The line containing "For every instance of the ripped" marks the end: write out exactly every line from the first line of the data below through that line, and only those.

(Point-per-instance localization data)
-----
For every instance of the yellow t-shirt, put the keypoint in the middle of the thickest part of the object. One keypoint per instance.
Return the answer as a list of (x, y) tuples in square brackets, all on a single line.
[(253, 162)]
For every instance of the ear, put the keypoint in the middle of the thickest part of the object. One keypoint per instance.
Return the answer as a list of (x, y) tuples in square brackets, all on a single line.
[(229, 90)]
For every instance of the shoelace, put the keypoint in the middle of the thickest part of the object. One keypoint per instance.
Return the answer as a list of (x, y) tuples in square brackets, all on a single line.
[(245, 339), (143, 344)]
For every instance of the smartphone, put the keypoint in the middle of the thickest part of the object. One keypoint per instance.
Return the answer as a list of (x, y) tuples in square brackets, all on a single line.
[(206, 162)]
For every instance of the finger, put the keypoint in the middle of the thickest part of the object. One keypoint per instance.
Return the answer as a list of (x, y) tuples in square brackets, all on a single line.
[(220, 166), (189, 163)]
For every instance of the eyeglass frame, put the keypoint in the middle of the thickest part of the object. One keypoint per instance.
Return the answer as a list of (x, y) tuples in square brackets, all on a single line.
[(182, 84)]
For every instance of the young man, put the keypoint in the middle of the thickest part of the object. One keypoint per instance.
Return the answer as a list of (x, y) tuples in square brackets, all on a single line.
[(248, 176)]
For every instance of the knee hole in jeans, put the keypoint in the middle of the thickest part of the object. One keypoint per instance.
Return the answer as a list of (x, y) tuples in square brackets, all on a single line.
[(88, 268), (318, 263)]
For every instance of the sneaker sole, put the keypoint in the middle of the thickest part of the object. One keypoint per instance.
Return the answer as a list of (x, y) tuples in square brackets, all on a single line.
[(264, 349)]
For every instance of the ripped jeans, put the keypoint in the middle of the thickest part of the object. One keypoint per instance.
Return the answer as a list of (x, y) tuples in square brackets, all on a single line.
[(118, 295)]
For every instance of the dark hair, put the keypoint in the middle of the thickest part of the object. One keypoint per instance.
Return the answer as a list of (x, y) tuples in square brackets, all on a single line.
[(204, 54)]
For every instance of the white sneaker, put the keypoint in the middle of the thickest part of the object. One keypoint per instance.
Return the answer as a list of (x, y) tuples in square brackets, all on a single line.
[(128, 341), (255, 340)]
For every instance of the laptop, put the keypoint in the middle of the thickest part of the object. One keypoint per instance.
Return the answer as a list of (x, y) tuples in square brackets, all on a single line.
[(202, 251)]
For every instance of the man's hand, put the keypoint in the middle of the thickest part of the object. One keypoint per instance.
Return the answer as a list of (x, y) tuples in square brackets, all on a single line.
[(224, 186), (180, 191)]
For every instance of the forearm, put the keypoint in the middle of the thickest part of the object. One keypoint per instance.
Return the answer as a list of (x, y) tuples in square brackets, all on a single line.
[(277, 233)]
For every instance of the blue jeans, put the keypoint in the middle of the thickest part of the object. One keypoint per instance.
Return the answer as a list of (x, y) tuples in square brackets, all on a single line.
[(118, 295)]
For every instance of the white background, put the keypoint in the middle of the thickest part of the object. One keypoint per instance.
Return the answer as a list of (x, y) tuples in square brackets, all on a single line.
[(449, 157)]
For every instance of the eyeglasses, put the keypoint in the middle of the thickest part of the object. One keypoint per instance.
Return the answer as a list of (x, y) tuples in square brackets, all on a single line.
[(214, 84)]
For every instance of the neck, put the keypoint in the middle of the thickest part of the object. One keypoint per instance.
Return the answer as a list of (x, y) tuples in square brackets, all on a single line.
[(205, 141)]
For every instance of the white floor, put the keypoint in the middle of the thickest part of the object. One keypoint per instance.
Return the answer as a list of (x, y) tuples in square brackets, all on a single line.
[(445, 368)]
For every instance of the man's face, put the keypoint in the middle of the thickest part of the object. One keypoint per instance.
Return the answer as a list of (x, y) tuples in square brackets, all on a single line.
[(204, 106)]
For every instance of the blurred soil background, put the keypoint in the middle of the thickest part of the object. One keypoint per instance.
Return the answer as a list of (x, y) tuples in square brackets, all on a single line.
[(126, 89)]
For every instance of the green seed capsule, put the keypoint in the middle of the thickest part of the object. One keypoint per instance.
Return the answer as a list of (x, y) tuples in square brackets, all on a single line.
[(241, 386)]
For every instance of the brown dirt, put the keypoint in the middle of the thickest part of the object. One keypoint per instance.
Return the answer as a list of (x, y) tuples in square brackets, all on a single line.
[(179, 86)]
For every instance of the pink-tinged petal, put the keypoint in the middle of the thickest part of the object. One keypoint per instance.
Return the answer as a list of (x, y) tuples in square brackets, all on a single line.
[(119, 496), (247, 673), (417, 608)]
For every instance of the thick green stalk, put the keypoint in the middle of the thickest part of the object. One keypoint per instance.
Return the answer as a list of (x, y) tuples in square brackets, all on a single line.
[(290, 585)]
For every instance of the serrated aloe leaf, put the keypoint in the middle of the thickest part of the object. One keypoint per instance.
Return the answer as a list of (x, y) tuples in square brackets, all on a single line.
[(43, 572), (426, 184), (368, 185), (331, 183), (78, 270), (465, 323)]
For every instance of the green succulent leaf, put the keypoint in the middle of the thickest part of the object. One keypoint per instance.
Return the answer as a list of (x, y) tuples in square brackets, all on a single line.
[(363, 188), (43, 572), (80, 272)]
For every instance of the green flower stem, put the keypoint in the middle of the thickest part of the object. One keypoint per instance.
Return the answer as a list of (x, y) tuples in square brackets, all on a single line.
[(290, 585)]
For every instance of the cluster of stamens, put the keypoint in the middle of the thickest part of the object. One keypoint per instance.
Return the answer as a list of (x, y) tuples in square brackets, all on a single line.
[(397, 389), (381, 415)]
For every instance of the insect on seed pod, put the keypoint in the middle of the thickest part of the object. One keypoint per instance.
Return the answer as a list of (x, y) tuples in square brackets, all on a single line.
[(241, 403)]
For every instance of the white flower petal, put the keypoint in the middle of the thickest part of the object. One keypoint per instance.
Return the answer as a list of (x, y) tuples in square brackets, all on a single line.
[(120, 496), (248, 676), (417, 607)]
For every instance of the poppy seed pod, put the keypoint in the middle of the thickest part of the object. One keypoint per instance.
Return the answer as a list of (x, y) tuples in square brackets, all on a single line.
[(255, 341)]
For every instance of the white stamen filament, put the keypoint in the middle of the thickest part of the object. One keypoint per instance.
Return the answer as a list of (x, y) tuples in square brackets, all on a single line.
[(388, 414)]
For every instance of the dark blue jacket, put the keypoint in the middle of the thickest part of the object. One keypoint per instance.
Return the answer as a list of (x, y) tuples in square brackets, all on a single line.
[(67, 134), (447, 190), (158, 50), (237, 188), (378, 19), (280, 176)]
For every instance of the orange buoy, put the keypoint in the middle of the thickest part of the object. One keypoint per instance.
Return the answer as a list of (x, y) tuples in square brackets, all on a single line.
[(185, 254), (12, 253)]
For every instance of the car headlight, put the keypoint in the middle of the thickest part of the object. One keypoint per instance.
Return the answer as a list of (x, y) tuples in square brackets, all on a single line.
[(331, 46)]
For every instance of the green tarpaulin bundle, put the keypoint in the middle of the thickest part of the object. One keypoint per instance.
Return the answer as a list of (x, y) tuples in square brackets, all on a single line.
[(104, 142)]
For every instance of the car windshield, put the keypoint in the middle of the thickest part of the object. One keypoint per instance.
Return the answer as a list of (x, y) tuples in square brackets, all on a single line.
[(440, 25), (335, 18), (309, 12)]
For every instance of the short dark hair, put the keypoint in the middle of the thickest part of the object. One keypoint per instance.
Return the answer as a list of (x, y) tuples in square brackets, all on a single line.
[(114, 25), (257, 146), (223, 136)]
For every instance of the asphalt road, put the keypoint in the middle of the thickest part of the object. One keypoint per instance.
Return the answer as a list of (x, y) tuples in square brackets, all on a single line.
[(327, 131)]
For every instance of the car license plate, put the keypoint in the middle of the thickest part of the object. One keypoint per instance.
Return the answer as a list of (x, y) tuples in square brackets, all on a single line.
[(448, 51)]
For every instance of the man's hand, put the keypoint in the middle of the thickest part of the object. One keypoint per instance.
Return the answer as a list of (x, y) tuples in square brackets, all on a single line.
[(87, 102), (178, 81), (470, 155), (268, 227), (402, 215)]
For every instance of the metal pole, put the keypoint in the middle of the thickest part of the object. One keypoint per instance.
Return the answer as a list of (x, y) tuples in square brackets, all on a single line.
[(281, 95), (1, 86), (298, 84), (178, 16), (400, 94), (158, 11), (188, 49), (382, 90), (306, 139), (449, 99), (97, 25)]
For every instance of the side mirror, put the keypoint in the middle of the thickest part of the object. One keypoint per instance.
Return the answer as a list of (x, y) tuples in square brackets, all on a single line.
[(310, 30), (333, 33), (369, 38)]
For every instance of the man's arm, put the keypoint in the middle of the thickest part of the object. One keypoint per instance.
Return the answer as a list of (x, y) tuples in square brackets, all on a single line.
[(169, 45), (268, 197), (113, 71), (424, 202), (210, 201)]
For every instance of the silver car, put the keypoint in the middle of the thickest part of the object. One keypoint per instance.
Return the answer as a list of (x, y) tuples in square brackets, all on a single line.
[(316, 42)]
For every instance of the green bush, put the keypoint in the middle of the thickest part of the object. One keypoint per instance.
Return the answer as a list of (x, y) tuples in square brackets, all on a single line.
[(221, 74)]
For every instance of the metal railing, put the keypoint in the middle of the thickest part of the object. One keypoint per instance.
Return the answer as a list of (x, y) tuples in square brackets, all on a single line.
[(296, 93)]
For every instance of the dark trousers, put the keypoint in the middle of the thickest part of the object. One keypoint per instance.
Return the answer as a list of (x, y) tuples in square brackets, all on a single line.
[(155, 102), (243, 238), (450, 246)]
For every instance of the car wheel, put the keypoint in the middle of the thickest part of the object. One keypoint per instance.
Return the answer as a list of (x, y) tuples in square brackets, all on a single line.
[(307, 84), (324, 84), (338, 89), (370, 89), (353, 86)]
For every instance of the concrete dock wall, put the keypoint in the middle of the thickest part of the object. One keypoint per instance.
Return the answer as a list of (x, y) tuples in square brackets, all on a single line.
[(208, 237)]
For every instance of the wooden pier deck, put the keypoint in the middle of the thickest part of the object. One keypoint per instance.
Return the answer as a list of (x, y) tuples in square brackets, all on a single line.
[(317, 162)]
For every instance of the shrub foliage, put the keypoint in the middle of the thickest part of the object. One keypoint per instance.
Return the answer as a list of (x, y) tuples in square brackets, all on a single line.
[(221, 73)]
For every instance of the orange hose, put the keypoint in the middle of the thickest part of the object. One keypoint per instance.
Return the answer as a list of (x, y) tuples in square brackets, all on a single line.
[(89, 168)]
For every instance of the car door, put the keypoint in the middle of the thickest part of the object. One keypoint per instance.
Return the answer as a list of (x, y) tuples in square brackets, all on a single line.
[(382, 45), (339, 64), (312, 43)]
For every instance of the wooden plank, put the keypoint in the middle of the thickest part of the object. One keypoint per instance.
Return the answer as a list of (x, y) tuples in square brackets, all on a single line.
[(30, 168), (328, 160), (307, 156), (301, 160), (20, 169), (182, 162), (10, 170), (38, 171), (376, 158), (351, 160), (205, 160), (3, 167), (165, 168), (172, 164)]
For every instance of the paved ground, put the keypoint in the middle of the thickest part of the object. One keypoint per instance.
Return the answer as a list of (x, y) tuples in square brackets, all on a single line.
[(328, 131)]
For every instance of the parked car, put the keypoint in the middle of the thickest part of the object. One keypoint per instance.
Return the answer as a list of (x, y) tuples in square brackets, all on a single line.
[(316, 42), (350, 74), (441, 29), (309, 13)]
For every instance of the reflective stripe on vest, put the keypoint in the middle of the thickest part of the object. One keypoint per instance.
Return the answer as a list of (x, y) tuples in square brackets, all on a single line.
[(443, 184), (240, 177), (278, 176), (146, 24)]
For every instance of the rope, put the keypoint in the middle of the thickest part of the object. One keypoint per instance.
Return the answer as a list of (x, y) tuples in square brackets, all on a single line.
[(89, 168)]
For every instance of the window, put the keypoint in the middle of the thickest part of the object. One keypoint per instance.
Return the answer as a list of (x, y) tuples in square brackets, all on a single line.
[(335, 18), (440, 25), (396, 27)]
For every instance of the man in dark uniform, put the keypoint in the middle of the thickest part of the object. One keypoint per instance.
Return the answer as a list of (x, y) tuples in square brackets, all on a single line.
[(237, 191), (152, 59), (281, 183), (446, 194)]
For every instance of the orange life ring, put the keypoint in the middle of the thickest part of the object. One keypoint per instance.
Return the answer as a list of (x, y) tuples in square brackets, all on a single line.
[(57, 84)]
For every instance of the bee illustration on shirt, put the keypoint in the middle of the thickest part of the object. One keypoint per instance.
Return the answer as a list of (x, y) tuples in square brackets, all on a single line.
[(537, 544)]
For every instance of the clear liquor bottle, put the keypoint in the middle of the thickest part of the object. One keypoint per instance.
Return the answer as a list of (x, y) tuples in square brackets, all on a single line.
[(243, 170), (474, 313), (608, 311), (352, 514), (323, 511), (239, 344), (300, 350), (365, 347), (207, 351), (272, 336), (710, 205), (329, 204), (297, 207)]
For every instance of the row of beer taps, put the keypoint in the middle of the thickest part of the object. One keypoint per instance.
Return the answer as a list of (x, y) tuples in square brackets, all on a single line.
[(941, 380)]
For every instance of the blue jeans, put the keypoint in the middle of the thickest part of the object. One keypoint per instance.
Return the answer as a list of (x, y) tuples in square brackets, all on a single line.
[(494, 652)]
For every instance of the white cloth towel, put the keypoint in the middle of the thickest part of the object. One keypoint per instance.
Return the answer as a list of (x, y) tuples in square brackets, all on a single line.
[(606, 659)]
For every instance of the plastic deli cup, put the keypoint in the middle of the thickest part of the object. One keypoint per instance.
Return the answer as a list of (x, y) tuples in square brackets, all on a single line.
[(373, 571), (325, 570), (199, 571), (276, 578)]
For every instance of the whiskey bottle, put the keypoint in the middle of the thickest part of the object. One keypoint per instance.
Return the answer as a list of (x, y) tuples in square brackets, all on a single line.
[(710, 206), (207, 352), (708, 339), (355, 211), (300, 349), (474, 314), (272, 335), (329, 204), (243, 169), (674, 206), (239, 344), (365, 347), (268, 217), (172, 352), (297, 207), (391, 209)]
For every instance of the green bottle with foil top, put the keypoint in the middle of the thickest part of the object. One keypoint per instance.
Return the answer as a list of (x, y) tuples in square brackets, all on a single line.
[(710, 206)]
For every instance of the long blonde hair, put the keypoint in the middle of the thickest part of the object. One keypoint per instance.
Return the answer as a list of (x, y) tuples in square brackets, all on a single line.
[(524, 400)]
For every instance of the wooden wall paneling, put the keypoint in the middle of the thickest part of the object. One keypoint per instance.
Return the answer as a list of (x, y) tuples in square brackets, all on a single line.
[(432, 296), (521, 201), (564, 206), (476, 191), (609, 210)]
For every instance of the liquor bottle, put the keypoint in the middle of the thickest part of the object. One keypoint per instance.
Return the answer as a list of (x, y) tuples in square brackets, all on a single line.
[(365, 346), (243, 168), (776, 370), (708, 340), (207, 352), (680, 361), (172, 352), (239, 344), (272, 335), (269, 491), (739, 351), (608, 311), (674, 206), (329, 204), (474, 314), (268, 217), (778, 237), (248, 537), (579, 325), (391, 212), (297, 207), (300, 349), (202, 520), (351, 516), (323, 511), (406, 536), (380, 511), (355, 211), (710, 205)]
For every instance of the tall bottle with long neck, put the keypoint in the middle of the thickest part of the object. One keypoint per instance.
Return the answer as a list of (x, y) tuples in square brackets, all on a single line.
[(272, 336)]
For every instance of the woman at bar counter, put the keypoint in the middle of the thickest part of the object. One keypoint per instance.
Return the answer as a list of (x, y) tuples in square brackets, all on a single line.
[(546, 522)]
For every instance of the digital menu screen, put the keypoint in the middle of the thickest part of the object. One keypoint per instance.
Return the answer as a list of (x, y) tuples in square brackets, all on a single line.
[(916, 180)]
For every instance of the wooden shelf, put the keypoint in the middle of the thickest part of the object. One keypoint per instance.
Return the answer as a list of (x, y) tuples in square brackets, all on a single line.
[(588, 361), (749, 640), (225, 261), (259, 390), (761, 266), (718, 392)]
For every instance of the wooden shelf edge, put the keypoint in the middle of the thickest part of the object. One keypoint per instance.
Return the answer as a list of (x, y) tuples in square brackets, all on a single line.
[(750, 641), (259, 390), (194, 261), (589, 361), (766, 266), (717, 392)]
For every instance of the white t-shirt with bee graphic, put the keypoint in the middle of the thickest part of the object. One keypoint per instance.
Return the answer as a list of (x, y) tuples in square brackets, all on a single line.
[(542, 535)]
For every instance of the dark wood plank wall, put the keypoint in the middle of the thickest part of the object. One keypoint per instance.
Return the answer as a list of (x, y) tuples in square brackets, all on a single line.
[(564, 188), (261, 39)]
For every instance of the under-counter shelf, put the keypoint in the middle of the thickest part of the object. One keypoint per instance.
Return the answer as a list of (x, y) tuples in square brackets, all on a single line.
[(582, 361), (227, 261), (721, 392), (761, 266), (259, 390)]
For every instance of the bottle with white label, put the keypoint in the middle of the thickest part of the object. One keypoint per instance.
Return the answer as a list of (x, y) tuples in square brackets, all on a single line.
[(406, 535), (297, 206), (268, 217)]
-----
*Worked solution*:
For every instance of the yellow t-shirt, put the keypoint in the middle of the thickest part of the object. One keypoint per instance.
Return the answer as a list of (x, y) tuples in square brackets, all on a single line.
[(253, 162)]
For every instance of the ear, put the keypoint in the middle of the thickest part of the object. One keypoint per instance.
Return the answer as a list of (x, y) tuples in square brackets, all on a single line.
[(229, 90)]
For every instance of the shoelace, put the keypoint in the middle of the thickest part of the object. One keypoint per instance.
Return the answer as a list of (x, y) tuples in square brackets, all on a single line.
[(245, 339), (143, 344)]
For every instance of the smartphone, put the keypoint in the middle of the thickest part of the object. One keypoint per instance.
Return the answer as a list of (x, y) tuples in square brackets, all on a single line.
[(206, 162)]
For every instance of the finger, put the keypoint in the middle of the thickest part of the object. One keypoint per instance.
Return the answer as a list of (x, y) tuples in square brackets, all on a single line.
[(220, 166), (189, 163)]
For every instance of the eyeglass frame, put the keypoint in the middle of the thickest part of the object. One keypoint per instance.
Return the answer as a list of (x, y) tuples in square brackets, all on a single line.
[(182, 84)]
For every instance of the young man, put the keypoint in the middle of the thickest part of the object. One keypoint per instance.
Return the answer as a list of (x, y) tuples in square brackets, all on a single line.
[(248, 176)]
For every instance of the knee hole in jeans, put the keypoint in the middle of the thickest part of the object. One keypoint per instance.
Return the answer as a list of (x, y) tuples in square brackets, all on a single line.
[(88, 268), (318, 263)]
For every instance of the sneaker sole, put the keypoint in the middle of the thickest part of the object. One keypoint per instance.
Return the answer as a list of (x, y) tuples in square brackets, all on a single line.
[(264, 349)]
For every instance of the ripped jeans, put the keypoint in the middle of the thickest part of the object. One keypoint per instance.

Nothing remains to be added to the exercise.